— BEGIN SUPPLIED ENTRIES —
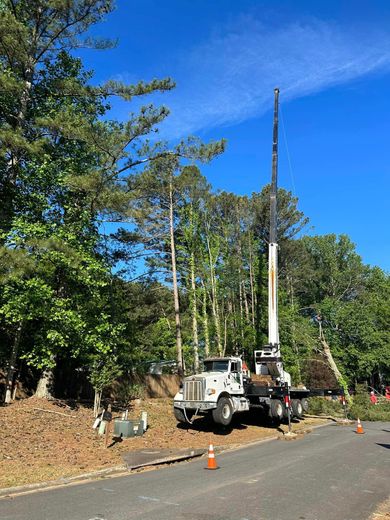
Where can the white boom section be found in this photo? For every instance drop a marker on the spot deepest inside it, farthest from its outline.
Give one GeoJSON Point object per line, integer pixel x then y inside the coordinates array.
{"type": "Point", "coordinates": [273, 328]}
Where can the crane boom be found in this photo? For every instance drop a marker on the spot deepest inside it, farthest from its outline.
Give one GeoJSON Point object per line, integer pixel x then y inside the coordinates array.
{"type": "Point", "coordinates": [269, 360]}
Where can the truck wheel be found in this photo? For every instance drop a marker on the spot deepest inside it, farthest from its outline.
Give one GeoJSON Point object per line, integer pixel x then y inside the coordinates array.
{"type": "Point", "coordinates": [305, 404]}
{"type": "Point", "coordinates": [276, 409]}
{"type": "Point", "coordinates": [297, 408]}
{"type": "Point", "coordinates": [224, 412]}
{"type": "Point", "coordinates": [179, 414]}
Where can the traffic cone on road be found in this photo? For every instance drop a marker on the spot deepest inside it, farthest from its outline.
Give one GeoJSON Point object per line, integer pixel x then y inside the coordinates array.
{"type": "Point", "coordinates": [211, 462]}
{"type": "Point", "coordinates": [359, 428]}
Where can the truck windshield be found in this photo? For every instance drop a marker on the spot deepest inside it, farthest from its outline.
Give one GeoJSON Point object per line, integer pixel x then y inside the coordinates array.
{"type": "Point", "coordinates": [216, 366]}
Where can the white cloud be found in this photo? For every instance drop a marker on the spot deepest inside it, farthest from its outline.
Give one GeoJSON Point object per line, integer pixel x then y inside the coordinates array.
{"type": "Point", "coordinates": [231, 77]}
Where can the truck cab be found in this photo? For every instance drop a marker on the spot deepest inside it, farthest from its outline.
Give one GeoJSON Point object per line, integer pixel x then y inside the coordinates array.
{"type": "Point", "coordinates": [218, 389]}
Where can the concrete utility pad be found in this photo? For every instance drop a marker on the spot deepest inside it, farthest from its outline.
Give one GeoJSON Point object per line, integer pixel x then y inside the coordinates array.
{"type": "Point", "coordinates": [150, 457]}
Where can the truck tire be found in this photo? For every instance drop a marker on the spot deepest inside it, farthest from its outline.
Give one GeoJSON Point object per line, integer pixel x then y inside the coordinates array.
— END SUPPLIED ENTRIES —
— BEGIN SUPPLIED ENTRIES —
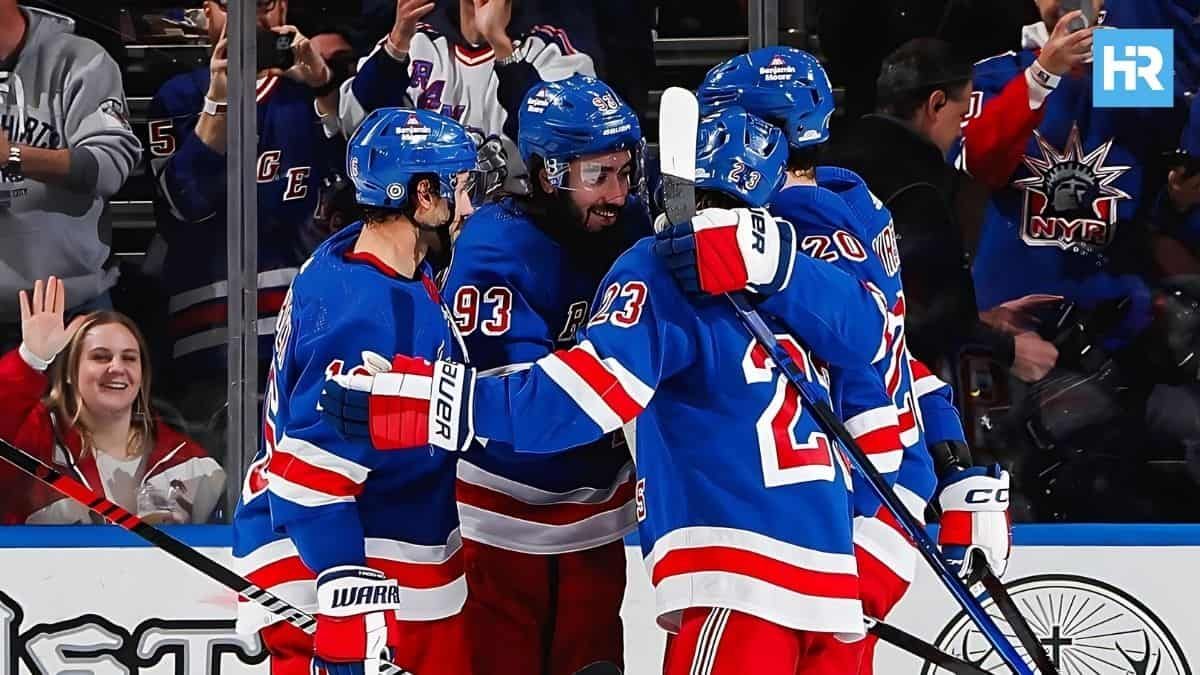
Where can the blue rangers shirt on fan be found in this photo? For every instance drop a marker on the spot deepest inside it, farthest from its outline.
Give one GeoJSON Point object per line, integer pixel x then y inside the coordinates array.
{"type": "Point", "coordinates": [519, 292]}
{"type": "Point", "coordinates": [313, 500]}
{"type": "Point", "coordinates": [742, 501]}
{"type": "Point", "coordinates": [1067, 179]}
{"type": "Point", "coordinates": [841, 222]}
— END SUPPLIED ENTRIES —
Please return, unchanged, each line above that contains the string "deepest". Matching is case-sensitive.

Where can the white boom section be found in this photo? For every instance drop a marker on the spot deepest inside it, farthest from its outline.
Where can the crane boom be found in this photo? For every instance drop a marker on the spot deepest inside it, farthest from its outline.
Where can the truck wheel be found in this photo? For every instance drop a marker on the spot deepest inside it, farthest from its outline.
Where can the traffic cone on road be found in this photo? For every instance drop a marker on the spot deepest inside it, farthest from its outline.
Where can the truck windshield be found in this photo? For every instance drop a marker on the spot deepest inside it, farthest from its outline.
Where can the white cloud be found in this photo? For every instance drop a marker on the spot deepest inside it, farthest from its outline.
Where can the truck cab be found in this photo? For every instance drop a marker on the spot deepest inside it, farthest from its outline.
Where can the concrete utility pad be found in this photo? For every instance drop a marker on the spot deepest inside it, farthest from its outline.
Where can the truck tire be found in this photo? For every instance drop a marker on the spot deepest inside it, farthest from its outline.
Where can the blue rangers shirt on fan be found in this photo? For every instance drop a marker on the spot deepest inside it, farthest from its outline.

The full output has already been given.